**Set task**
Rewrite the data below as a numbered list, one line per item, and leave out any blank lines.

**Data records**
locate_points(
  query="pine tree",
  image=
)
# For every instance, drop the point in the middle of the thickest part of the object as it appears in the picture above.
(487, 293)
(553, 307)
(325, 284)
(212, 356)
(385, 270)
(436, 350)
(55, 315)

**Solution for this task**
1. locate_points(
2.   query="pine tree",
3.   image=
4. )
5. # For every instance, drop the point in the middle of the thickest part of the object as it appears in the picture above.
6. (487, 293)
7. (553, 307)
8. (325, 284)
9. (212, 356)
10. (385, 270)
11. (436, 350)
12. (55, 315)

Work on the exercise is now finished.